* START *
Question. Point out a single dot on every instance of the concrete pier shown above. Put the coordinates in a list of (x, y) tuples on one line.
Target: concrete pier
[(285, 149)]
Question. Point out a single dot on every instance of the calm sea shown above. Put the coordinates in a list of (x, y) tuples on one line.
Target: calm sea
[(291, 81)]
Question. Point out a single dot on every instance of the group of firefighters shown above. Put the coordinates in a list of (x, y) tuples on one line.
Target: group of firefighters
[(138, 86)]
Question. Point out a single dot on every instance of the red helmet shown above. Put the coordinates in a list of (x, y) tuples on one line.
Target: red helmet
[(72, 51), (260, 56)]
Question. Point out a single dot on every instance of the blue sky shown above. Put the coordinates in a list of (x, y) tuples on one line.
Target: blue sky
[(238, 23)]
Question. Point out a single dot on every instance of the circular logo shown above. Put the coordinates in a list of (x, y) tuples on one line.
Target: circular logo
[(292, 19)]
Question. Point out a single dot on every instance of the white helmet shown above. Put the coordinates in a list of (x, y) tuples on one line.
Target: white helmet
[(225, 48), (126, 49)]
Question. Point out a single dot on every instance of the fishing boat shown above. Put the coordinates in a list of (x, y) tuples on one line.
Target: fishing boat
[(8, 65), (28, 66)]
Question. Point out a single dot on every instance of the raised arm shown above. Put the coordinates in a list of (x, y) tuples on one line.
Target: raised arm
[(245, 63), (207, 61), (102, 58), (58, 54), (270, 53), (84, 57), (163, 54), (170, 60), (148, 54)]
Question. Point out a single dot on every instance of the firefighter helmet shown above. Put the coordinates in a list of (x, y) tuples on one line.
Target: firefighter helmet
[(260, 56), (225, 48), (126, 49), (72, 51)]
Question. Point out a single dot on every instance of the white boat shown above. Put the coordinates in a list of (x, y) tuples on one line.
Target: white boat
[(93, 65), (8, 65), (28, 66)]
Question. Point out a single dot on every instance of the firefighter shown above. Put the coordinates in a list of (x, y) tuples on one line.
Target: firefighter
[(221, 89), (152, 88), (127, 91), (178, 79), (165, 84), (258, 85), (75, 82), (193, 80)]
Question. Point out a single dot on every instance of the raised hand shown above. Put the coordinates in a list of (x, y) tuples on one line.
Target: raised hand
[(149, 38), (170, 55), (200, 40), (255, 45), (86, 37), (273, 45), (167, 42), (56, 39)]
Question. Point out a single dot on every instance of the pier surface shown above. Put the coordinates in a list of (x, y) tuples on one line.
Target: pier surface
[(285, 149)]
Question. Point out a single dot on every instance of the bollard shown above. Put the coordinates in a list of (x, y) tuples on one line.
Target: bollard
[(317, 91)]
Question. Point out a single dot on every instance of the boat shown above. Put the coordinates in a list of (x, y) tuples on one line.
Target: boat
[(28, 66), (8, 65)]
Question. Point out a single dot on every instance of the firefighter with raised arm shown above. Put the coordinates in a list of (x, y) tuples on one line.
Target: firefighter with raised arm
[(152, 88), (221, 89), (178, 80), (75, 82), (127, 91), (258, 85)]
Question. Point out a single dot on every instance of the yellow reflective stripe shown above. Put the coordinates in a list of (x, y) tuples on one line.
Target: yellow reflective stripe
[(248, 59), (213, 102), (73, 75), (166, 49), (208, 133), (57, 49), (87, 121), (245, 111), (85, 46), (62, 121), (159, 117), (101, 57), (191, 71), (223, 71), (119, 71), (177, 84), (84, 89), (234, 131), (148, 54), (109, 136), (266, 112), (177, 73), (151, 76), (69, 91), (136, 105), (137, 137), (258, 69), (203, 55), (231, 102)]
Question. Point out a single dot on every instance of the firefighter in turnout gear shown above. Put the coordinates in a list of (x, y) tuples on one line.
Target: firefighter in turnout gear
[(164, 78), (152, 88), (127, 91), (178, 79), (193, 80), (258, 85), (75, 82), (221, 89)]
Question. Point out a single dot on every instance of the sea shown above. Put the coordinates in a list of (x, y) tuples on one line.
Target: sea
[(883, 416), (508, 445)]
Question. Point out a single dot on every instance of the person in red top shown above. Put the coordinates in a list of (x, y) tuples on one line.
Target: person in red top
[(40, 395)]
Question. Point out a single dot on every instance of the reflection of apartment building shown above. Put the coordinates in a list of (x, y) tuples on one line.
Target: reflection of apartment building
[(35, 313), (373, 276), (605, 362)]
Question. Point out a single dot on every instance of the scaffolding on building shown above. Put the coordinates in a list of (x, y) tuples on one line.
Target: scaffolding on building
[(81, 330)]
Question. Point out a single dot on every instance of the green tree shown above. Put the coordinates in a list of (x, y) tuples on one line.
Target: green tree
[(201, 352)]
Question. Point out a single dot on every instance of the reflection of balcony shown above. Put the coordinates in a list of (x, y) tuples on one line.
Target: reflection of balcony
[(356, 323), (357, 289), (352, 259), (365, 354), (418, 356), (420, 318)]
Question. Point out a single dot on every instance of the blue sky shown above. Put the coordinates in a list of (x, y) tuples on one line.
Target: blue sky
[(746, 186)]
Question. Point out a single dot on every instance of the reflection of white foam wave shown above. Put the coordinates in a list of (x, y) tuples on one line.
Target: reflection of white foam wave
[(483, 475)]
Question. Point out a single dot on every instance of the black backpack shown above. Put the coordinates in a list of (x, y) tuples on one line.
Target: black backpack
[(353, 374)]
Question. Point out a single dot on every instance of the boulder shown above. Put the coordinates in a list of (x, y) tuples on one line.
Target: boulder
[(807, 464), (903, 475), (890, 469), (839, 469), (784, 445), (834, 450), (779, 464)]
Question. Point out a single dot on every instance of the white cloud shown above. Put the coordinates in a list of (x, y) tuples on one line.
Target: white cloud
* END *
[DIRECTIONS] Please rewrite the entries starting at the line that contains "of balcony shown" and stopping after the line that contains "356), (420, 318)]", keeping the requests as they are. Multiply every coordinate in the answers by 0.9 and round it to a whole number, rounding halves up.

[EXPECTED ANSWER]
Question. Point out a single dot on every instance of the reflection of balcony shown above. Put the coordinates in a list of (x, y) tuples on one line.
Target: reflection of balcony
[(320, 291), (321, 260), (317, 233), (329, 319), (376, 320), (378, 286)]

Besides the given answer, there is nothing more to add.